• 掲載文:

一方でOTは先ほどご紹介した産業機器など物理的なものに対して制御を行いますので、ITとは全く別物です。
しかし、最近ではOTとITを組み合わせる制御方法が登場しています。
工場のIoT化でも重要な役割を果たす
例えば、工場のIoT化です。
様々な業界がDX化に勤しむ中、工場はなかなかDX化を進めていくことが難しい業界とされています。
ただ、OTデータを収集しITに生かすことができればIoT化をスムーズに進めていけるのではないかという考えが登場しました。
現在は工場のIoT化に一役買っているOT。
これから先、散在しているOTデータをどのようにして収集しITへ流すのかが重要なポイントになってきます。
OTが活用する分野
OTが活用する分野は主に以下が挙げられます。
工場・プラント
発電所
航空
鉄道
水処理施設
食品加工工場
製薬会社
商業施設
ホテル
オフィスビル
これらにはOTが活躍・制御できる場面がたくさんあり、これからOTデータを駆使してさらにIoT化が進んでいくことは間違いありません。
OTとセキュリティの関係
ではここでOTとセキュリティの関係についてみていきます。
OTにはセキュリティ面が欠かせませんが、どのように関係しているのでしょうか。
重要インフラで使用されるOT
まず、OTが使用されるのは重要インフラであり今まで以上にセキュリティ面を強化しなければなりません。
最近ではリモートワーク などの普及によりリモートアクセスが増え、かつてのように軟弱なセキュリティではサイバーセキュリティに突破されてしまう可能性があります。
情報漏洩やサイバー攻撃などに合わないようにセキュリティ戦略をいち早く導入すべきでしょう。
OTのセキュリティホール
ITはネットワーク技術の向上に伴いセキュリティ面はどんどん成長していきますが、OTはそういうわけではありません。
オフライン上で使用されるOTにはセキュリティホールがたくさんあり、大企業でもOTのセキュリティホールを突かれサイバー攻撃を受けることが少なくありません。
OTのセキュリティホールをいかに潰すかが今後の課題となってくることは間違い無いでしょう。
OTとハイブリッドクラウドの関係
続いては、OTとハイブリッドクラウドの関係についてもみていきます。
ハイブリッドクラウドとは、
ワークロードの可搬性
オーケストレーション
管理
などを組み込んだITアーキテクチャのことをいいます。
このハイブリッドクラウドとOTはどのような関係にあるのでしょうか。
OTとITに共通の基盤を提供
結論ですが、ハイブリッドクラウドはOTとITに共通の基盤を提供しています。
オープンソースソフトウェアと近代的なソフトウェア開発の手法を合算していると言っても過言では無いハイブリッドクラウドは、OTとITの基盤を提供することに成功しています。
システム間で行われる作業の柔軟性と相互運用性をもハイブリッドクラウドはサポートしてくれているのです。
ハイブリッドクラウドがなければOTとITのつながりは無いと言っても過言ではありません。

• 作業一覧:
a. 下の位置アノテーションデータセット抜粋の行のうち、「Where can the roof」を含む行から最後の行までを、指示の行も含めてもう一度書き出してください。その際、答えの座標の数値すべてに120を足してください。
b. OTとITについての文章を、最後の文の後から書き継いでください。

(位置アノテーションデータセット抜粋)

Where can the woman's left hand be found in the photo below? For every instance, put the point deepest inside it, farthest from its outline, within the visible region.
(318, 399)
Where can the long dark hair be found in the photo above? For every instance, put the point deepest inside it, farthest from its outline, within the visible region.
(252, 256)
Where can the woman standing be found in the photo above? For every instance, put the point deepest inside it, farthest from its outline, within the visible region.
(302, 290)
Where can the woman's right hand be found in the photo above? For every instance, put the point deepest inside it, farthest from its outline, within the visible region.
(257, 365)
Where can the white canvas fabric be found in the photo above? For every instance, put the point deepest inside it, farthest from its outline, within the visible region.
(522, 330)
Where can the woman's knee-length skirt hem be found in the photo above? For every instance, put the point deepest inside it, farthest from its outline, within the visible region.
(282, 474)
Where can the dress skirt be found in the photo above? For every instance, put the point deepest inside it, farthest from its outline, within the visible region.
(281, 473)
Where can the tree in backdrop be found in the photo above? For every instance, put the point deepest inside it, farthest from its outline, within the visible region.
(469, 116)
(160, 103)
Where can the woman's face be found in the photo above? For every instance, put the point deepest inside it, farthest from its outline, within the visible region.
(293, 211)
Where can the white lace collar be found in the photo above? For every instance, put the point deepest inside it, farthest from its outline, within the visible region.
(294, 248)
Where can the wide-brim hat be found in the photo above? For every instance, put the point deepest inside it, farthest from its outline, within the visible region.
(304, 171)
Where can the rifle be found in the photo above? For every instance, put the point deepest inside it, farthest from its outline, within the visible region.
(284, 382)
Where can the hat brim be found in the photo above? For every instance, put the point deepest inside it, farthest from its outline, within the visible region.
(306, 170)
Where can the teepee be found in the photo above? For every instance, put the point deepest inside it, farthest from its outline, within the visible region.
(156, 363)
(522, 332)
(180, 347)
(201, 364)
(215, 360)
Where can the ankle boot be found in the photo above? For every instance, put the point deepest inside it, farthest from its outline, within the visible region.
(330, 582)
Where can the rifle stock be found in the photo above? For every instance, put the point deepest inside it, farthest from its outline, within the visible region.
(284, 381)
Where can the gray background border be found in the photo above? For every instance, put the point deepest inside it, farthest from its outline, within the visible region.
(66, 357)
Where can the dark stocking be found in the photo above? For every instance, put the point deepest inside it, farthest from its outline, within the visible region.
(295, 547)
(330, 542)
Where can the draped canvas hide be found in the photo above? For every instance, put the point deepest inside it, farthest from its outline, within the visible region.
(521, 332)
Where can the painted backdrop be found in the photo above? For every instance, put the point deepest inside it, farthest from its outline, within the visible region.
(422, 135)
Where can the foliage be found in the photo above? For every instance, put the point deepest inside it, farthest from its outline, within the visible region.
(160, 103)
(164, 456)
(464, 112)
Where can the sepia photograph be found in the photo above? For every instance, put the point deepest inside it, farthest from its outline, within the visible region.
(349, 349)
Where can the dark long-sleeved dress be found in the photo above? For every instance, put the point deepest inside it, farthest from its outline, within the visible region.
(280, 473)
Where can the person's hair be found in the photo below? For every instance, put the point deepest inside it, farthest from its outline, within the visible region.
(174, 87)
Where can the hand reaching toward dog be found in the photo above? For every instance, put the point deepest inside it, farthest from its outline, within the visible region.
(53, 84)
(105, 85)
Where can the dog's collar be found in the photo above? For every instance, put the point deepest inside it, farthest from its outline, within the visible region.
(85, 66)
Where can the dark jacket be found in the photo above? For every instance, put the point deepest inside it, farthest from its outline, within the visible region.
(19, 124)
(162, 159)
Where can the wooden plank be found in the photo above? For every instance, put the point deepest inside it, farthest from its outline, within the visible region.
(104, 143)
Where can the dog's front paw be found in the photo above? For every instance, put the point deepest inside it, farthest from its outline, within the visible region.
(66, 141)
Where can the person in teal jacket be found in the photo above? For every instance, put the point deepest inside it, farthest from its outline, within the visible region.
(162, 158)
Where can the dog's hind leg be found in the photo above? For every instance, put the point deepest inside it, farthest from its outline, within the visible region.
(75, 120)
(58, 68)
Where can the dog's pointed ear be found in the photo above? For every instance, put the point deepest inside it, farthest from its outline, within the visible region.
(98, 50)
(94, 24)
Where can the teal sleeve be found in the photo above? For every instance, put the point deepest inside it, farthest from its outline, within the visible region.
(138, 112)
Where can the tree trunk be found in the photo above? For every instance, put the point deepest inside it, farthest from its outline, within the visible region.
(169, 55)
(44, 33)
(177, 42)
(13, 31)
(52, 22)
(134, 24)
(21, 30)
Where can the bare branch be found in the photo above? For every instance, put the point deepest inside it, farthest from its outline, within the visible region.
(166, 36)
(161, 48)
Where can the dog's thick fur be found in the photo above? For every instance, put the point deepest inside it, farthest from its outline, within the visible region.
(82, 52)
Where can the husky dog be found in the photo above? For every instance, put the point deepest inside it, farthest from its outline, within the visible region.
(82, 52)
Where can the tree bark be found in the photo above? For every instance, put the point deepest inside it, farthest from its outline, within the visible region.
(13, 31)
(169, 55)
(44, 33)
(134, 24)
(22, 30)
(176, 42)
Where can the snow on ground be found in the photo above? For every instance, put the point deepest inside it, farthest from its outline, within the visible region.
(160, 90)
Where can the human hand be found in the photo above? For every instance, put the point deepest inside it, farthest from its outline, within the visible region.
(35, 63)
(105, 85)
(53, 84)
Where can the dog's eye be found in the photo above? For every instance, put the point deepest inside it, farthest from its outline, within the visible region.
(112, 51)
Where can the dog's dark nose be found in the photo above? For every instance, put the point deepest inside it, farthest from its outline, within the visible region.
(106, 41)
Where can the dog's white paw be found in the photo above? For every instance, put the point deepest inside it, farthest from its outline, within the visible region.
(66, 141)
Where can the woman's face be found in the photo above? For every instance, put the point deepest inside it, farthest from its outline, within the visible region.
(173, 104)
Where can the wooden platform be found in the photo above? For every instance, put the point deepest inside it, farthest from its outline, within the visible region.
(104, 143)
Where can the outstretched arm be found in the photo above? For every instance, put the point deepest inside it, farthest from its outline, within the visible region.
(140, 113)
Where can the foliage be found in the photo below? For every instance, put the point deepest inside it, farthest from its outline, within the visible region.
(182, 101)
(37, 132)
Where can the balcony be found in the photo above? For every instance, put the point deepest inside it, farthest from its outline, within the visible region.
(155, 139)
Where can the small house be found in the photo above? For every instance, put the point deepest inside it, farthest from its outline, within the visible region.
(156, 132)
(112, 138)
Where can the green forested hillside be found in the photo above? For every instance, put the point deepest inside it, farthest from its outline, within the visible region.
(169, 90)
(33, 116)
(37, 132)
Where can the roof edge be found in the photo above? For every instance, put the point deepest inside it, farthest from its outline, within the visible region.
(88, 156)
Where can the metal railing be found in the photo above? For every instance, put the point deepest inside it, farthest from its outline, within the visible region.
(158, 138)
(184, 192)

• 各作業の結果:
a.
Where can the roof edge be found in the photo above? For every instance, put the point deepest inside it, farthest from its outline, within the visible region.
(208, 276)
Where can the metal railing be found in the photo above? For every instance, put the point deepest inside it, farthest from its outline, within the visible region.
(278, 258)
(304, 312)

b.
OTデータの活用事例
ここまでみてきたOTデータですが、どのような場面で役立っているのでしょうか。
OTデータの活用事例についてご紹介します。
日立建機のDX
代表的なOTデータの活用事例が「日立建機のDX」です。
日立建機株式会社はDX加速に向けて、OTとITのデータ活用のためのプラットフォームを構築しました。
OTデータなどを一元管理し、データ利活用を促進するプラットフォームとして「DX基盤」というものが構築されています。
データ収集などをネックとしていた日立ですが、データ収集だけでなくデータの分析や活用までをスムーズに行わせるようなサイクルを生み出しています。
顧客に目を向けたOTデータの活用事例といえるでしょう。
他にもOTデータの活用事例はたくさんありますので、日立建機以外でも検索をしてみてください。
OTデータ取得時の注意点
大企業が次々とOTデータを活用していますが、OTデータの取得時に色々な問題点があることをご存知でしょうか。
OTデータ取得時の注意点について学んでおきましょう。
通信プロトコルはデバイスごとに異なる
まずOTデータ取得時の注意点は、通信プロトコルはデバイスごとに異なることです。
OTデータはセンサーやコントローラーなどの制御システムに活用されていますが、元々は高度に専門化した産業用アプリの運用を可能とするために開発されました。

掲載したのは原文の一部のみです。